## [Required work]
The answer must be an exact transcription of all the records below.
——
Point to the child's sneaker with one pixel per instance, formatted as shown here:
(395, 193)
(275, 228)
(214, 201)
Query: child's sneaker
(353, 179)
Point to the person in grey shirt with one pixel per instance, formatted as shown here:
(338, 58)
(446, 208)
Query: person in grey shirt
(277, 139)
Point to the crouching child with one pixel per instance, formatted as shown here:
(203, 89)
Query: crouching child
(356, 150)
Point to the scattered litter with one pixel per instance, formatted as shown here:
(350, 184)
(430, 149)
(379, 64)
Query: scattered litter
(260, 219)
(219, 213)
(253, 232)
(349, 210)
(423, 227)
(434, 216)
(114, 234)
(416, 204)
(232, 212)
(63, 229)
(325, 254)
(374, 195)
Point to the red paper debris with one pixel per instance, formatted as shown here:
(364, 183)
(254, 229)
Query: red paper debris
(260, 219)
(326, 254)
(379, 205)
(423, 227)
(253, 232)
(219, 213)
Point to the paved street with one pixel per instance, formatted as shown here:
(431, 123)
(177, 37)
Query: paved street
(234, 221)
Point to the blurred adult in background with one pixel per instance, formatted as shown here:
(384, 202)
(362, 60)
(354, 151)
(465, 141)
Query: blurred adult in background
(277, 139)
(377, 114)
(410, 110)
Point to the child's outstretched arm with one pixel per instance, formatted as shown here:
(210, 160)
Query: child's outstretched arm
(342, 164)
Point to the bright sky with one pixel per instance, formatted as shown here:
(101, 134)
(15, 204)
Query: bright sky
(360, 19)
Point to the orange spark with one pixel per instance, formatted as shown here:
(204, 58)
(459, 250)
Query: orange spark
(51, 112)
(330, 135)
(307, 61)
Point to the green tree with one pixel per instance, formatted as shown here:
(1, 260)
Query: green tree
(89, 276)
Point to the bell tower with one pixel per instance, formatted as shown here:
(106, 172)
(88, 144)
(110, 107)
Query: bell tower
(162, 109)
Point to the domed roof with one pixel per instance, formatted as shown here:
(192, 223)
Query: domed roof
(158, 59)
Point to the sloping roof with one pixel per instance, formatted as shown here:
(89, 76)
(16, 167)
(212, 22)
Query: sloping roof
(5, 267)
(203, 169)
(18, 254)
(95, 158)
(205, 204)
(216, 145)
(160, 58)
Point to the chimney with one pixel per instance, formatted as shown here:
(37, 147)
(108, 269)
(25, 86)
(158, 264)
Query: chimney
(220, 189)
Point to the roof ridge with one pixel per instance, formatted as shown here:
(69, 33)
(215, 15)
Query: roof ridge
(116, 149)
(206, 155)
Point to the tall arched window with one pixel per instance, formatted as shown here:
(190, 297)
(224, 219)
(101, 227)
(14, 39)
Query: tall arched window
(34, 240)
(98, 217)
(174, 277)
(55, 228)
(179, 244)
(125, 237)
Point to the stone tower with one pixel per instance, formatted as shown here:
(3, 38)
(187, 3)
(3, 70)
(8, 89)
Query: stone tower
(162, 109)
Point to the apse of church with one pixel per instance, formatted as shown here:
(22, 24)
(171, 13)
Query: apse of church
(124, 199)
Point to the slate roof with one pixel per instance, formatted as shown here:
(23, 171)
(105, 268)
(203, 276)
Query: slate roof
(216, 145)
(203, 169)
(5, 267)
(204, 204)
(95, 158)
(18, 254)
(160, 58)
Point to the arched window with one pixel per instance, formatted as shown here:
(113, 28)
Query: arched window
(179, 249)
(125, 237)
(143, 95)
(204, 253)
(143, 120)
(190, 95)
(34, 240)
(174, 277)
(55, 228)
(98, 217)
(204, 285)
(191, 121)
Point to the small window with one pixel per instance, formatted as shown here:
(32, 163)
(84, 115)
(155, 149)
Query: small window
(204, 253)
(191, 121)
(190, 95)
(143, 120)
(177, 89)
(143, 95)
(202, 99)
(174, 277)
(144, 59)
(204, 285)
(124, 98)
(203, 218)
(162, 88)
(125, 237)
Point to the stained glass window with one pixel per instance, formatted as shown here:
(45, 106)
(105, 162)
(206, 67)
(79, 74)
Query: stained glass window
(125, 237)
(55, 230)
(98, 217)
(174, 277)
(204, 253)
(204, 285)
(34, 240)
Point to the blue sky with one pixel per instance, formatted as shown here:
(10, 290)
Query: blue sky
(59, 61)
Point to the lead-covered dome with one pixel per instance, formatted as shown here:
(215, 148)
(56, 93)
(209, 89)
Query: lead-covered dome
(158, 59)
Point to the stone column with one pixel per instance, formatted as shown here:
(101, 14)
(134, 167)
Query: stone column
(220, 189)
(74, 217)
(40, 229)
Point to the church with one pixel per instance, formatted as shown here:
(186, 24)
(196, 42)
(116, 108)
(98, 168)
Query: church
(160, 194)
——
## [Reply to the task]
Point to the child's sneaker with one pixel per instance, formatted as shown here:
(395, 193)
(275, 228)
(214, 201)
Query: child's sneaker
(353, 179)
Point to the person in grey shirt with one pixel per instance, formatted as shown here:
(338, 58)
(446, 208)
Query: person in grey shirt
(277, 139)
Point to the crouching child with one pixel per instance, formatted as shown here:
(203, 89)
Query: crouching child
(356, 150)
Point to the scattered litter with one pixel per instance, formatted as shown here:
(350, 184)
(430, 149)
(379, 64)
Query: scattered litter
(260, 219)
(219, 213)
(253, 232)
(349, 210)
(423, 227)
(434, 216)
(114, 234)
(416, 204)
(232, 212)
(63, 229)
(325, 254)
(374, 195)
Point to the red paper debris with one pixel per instance, formatted as shown here:
(364, 183)
(254, 229)
Query: red paper debris
(260, 219)
(326, 254)
(379, 205)
(423, 227)
(253, 232)
(219, 213)
Point to the paved street with one pixel per instance, formatted as shown here:
(431, 123)
(177, 37)
Query: paved street
(234, 221)
Point to the blurred adult in background with one pixel per instance, formatted as shown here:
(384, 202)
(362, 60)
(354, 151)
(465, 141)
Query: blurred adult in background
(277, 139)
(377, 114)
(410, 110)
Point to the child's outstretched arm with one pixel per instance, formatted as shown here:
(210, 160)
Query: child's outstretched arm
(342, 164)
Point to the bright sky with one pixel per instance, formatted as shown here:
(101, 134)
(15, 204)
Query: bright sky
(360, 19)
Point to the orange spark with one pixel per instance, formatted as shown here:
(204, 58)
(459, 250)
Query: orange spark
(51, 112)
(330, 135)
(307, 61)
Point to the green tree with one pixel per instance, formatted as shown here:
(1, 260)
Query: green tree
(89, 276)
Point to the bell tower with one pixel per instance, formatted as shown here:
(106, 172)
(88, 144)
(110, 107)
Query: bell tower
(162, 109)
Point to the domed roof with one pixel per instance, formatted as shown here:
(192, 223)
Query: domed roof
(158, 59)
Point to the sloping roof with one pixel per instance, formatted as shown here:
(89, 76)
(16, 167)
(212, 22)
Query: sloping roof
(5, 267)
(203, 169)
(18, 254)
(95, 158)
(205, 204)
(216, 145)
(160, 58)
Point to the chimney with one pixel per instance, formatted as shown here:
(37, 147)
(108, 269)
(25, 86)
(158, 264)
Query: chimney
(220, 189)
Point to the roof ridge with one pixel per instance, formatted as shown here:
(69, 33)
(215, 15)
Query: roof ridge
(116, 149)
(206, 155)
Point to the tall arched window with one pixel per instance, formatted as shown here:
(190, 297)
(224, 219)
(101, 227)
(14, 39)
Query: tall arched window
(34, 240)
(98, 217)
(174, 277)
(55, 228)
(179, 244)
(125, 237)
Point to the stone tower with one pixel per instance, formatted as shown here:
(3, 38)
(187, 3)
(3, 70)
(8, 89)
Query: stone tower
(162, 109)
Point to the apse of church with one pixel per instance, formatted as shown here:
(22, 24)
(171, 13)
Query: apse of church
(124, 199)
Point to the slate roof with one pixel per instance, formatted as shown here:
(23, 171)
(105, 268)
(203, 276)
Query: slate roof
(216, 145)
(203, 169)
(5, 267)
(204, 204)
(95, 158)
(18, 254)
(160, 58)
Point to the arched window with one pixel per instance, formatted as shown here:
(113, 28)
Query: arched window
(179, 249)
(125, 237)
(143, 95)
(204, 253)
(143, 120)
(190, 95)
(34, 240)
(174, 277)
(55, 228)
(98, 217)
(204, 285)
(191, 121)
Point to the small window with one pixel per instance, formatted as shown here:
(32, 163)
(84, 115)
(155, 149)
Query: small window
(204, 253)
(191, 121)
(190, 95)
(143, 120)
(177, 89)
(143, 95)
(202, 99)
(174, 277)
(144, 59)
(204, 285)
(124, 98)
(203, 218)
(162, 88)
(125, 237)
Point to the stained glass window with one pixel per instance, formatted as shown here:
(45, 106)
(105, 162)
(206, 67)
(79, 74)
Query: stained glass window
(125, 237)
(55, 230)
(98, 217)
(174, 277)
(204, 253)
(204, 285)
(34, 240)
Point to the blue sky with one pixel per instance, formatted as shown here:
(10, 290)
Query: blue sky
(59, 61)
Point to the lead-covered dome with one pixel per instance, formatted as shown here:
(215, 148)
(56, 93)
(209, 89)
Query: lead-covered dome
(158, 59)
Point to the stone column with one pixel per instance, formatted as shown here:
(101, 14)
(134, 167)
Query: stone column
(220, 189)
(74, 217)
(40, 229)
Point to the church with one pixel per instance, formatted as shown here:
(186, 24)
(196, 42)
(116, 108)
(98, 168)
Query: church
(160, 194)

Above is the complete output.